[Rows from a box labeling dataset]
---*---

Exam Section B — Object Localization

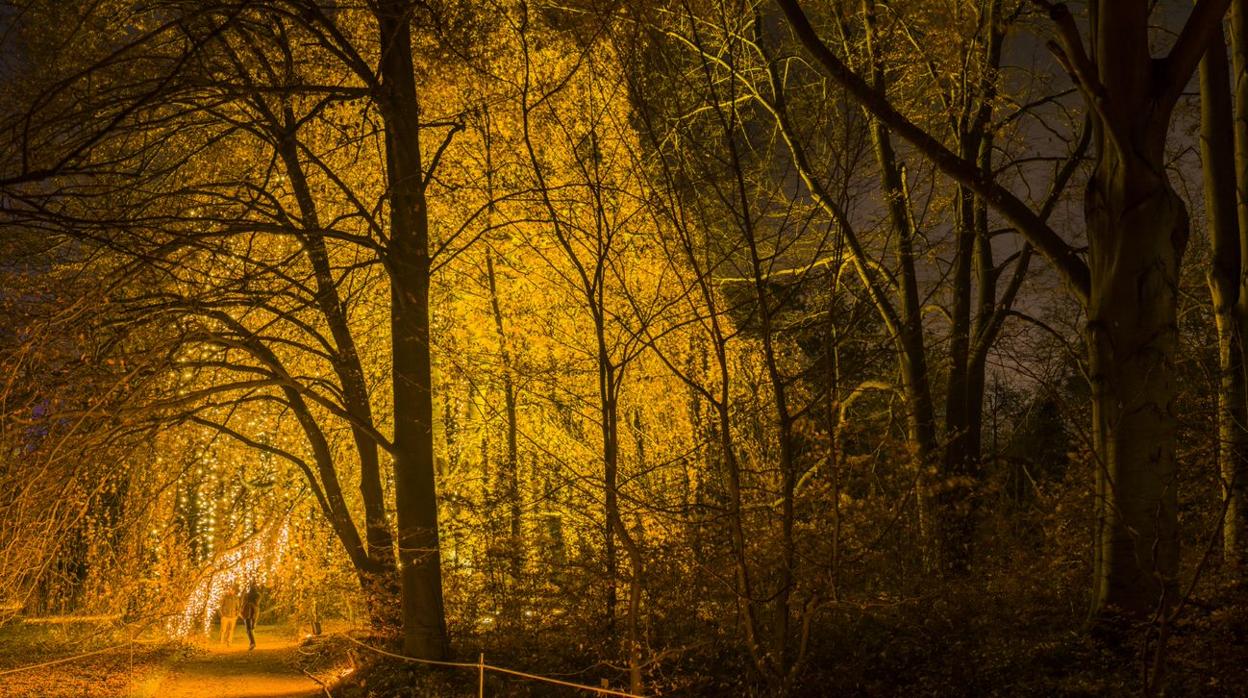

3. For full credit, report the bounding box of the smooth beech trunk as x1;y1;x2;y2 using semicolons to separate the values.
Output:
776;0;1243;616
1086;157;1188;614
377;1;448;659
1201;13;1248;577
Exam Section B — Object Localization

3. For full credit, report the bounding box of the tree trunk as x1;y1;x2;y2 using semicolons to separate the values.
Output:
377;1;448;659
1086;155;1188;616
1201;17;1248;577
1221;0;1248;581
278;135;398;628
485;252;524;584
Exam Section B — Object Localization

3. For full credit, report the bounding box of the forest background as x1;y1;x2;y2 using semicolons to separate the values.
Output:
0;0;1248;694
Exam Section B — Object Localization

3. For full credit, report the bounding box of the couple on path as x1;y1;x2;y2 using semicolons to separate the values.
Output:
221;587;260;651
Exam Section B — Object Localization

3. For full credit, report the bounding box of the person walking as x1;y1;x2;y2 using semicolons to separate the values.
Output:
218;587;242;647
242;587;260;651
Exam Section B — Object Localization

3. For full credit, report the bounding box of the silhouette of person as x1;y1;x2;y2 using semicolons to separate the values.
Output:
242;587;260;651
220;587;242;647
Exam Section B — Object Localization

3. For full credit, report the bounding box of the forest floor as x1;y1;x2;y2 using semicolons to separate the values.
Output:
131;627;322;698
0;626;341;698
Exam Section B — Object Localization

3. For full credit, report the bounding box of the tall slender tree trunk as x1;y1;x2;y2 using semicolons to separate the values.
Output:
278;133;398;627
377;0;449;659
1201;14;1248;577
1219;0;1248;582
485;253;524;584
1086;155;1188;614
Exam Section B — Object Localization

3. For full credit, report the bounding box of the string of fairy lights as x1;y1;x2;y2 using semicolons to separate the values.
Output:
166;518;290;637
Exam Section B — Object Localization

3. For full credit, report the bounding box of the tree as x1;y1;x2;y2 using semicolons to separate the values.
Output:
776;0;1229;616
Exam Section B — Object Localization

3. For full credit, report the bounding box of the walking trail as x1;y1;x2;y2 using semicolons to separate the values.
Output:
132;627;323;698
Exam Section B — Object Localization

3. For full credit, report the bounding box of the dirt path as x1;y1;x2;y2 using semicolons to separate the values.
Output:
134;628;323;698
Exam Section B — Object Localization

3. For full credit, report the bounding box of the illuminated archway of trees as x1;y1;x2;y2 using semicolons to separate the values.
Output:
0;0;1248;693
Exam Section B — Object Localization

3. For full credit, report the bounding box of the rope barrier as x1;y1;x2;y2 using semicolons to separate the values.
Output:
342;634;645;698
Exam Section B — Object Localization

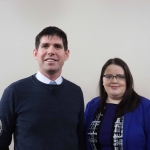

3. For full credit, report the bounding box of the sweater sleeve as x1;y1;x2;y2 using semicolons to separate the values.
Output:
0;86;15;150
77;90;86;150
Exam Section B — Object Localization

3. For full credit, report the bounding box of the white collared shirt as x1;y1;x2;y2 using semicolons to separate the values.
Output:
36;71;63;85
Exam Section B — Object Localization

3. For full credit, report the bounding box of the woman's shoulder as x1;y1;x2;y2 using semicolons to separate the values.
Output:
140;96;150;110
86;96;100;109
87;96;100;105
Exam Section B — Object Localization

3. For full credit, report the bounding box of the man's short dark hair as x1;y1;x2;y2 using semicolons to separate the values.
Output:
35;26;68;51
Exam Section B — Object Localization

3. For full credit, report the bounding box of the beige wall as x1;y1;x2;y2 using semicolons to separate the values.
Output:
0;0;150;150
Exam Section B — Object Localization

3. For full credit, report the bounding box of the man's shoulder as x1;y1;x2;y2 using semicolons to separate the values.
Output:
6;75;34;89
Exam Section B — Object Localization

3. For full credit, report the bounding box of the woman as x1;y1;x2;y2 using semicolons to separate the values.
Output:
85;58;150;150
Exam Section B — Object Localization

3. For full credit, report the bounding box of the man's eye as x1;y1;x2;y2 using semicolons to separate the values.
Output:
116;75;124;79
42;45;48;48
55;45;61;48
106;75;112;79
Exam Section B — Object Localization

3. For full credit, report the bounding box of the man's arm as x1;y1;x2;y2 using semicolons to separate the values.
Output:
0;86;15;150
77;90;86;150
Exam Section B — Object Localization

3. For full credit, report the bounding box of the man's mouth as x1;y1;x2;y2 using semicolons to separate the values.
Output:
45;59;57;62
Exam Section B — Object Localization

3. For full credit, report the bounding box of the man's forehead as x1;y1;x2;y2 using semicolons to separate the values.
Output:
40;35;63;45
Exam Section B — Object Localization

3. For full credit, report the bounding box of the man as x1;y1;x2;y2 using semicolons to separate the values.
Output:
0;27;85;150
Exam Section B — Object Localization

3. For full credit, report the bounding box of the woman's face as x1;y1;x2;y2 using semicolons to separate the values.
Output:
103;64;126;101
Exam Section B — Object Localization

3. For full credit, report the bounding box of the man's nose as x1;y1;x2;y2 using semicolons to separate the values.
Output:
48;46;55;55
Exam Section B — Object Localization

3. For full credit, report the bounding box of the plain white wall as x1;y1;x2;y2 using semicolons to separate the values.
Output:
0;0;150;150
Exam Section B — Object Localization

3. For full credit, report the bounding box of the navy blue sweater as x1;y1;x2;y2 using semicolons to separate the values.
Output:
0;75;85;150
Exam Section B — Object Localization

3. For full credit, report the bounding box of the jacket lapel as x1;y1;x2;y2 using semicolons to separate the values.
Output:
123;112;133;150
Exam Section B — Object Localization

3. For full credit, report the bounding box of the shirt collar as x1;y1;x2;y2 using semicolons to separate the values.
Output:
36;71;63;85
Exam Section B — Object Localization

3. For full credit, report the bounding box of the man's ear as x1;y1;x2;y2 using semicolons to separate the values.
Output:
65;49;70;60
33;49;38;60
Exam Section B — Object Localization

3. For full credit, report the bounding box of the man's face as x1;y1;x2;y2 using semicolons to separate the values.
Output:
33;35;69;77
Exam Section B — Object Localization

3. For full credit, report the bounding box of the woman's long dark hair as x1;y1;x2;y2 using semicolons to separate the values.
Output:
96;58;140;117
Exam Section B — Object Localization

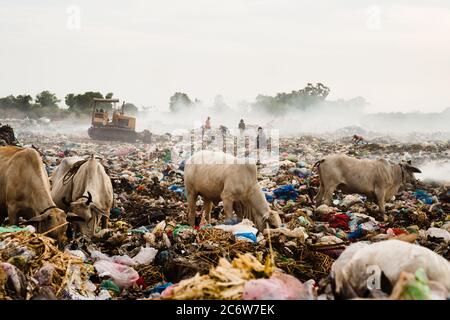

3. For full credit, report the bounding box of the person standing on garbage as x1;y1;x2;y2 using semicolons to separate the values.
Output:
205;117;211;130
202;116;211;140
256;127;267;164
353;134;364;144
238;119;245;135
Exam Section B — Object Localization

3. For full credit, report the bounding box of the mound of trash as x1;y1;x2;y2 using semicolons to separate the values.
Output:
0;128;450;300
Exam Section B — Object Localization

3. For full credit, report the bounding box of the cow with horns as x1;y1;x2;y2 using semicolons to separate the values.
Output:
51;155;114;236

---*---

--- DO THIS ---
Identify each line in the rows above that contains the word "shirt" and copy every such line in full.

--- SOLUTION FOR THIS EXERCISE ---
3. For full credit, report the bounding box of the white collared shirt as x1;y1;x2;y2 using semicolons to separate the values.
3. For full credit, report the bounding box of the shirt collar as x1;y1;x2;y2 using semicolons to separate the values.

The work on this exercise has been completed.